WHAT YOU ARE ASKED TO DO:
Answer these three questions from the interview excerpt on the Taliban's advance below:
(a) How long did the US war in Afghanistan last?
(b) What is Andrew Watkins's position, and at which organization?
(c) Watkins calls this week's events a continuation of what has been seen over what period?

EXTRACTED TEXT:

━━━

It is an unsettling situation as the US ends its 20-year war in Afghanistan. So much is still uncertain about the country’s future, except that the fighting and humanitarian catastrophe will continue.

But the US’s long-advertised departure cannot fully explain how and why the Taliban are gaining so fast, or why Afghan forces are retreating in many areas.

To understand the pace of the Taliban’s advance and what it means for Afghanistan’s future, I spoke to Andrew Watkins, the International Crisis Group’s senior analyst for Afghanistan. He explained how the Taliban took these provincial capitals, and what missteps by both the US and Afghan governments did — and didn’t — contribute to the Taliban’s advance.

A transcript of our conversation, edited and condensed for clarity, follows.

Jen Kirby

We’ve seen all these headlines about the Taliban taking provincial capitals. This may be a huge question, but can you give a sense of where things stand on the ground right now?

Andrew Watkins

It is a huge question, but it’s the right question to start with. Where are things right now? It would be a mistake to get caught up in the collapse of provincial capitals because what has happened this week is just the continuation of what we’ve seen over the last three months.

━━━

ITEMS:
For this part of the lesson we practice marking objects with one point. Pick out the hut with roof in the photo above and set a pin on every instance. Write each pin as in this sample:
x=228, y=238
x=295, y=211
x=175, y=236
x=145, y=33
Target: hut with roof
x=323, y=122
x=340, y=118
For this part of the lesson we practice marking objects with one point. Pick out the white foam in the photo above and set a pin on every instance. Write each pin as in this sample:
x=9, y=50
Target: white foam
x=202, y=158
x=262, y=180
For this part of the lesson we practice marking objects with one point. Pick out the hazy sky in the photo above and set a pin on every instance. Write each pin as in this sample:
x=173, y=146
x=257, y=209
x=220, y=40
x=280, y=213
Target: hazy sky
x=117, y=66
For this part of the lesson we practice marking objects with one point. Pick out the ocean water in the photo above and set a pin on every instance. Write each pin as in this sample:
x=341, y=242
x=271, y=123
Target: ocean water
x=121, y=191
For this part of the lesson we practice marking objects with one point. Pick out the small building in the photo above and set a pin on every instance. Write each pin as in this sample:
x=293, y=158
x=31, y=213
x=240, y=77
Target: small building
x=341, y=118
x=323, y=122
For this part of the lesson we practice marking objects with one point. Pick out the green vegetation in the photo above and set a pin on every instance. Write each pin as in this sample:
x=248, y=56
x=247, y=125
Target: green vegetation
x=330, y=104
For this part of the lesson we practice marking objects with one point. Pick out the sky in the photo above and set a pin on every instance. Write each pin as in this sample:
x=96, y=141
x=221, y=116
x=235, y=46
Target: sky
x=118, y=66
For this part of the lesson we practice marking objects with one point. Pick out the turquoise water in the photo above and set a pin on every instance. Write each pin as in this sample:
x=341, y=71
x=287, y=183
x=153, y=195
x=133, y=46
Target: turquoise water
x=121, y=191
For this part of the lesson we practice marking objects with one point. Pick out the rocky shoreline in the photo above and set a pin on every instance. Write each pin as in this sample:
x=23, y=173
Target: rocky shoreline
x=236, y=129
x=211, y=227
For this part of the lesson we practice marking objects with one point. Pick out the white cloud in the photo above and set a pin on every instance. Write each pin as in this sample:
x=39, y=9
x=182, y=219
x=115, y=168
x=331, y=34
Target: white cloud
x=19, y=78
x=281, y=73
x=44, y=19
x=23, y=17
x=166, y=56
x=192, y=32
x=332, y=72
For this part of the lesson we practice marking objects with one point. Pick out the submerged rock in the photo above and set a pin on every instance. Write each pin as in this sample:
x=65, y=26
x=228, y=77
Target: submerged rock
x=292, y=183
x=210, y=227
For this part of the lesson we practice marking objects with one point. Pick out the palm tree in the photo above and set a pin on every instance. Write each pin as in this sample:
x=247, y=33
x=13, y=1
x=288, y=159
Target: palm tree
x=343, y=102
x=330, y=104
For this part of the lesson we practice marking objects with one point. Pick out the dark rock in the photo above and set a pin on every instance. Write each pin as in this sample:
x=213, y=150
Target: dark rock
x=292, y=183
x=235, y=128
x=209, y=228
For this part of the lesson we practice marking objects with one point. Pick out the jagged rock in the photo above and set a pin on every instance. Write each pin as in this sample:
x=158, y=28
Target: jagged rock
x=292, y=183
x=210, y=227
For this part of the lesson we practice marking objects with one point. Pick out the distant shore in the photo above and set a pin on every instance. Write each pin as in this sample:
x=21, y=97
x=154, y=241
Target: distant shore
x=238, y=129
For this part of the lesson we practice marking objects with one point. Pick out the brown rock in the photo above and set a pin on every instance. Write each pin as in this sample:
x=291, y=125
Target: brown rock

━━━

COMPLETED EXERCISE:
(a) 20 years.
(b) He is the senior analyst for Afghanistan at the International Crisis Group.
(c) The last three months.